Please report each line in the material below that includes "Place".
-------- Task material
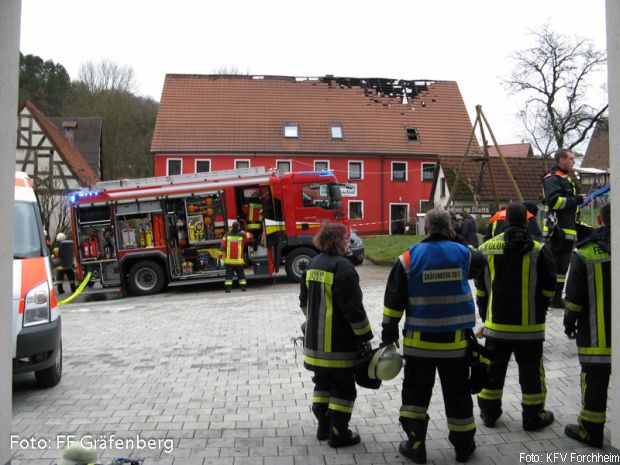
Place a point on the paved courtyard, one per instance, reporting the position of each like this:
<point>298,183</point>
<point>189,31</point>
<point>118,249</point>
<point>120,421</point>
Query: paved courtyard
<point>214,379</point>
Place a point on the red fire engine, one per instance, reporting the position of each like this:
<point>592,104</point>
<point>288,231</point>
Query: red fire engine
<point>142,234</point>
----------------
→ **Response below**
Place a point on the paved courtyard, one per instance, reporting the position of each like this:
Place a point on the red fire engine, one per instance, reporting the position of each like this:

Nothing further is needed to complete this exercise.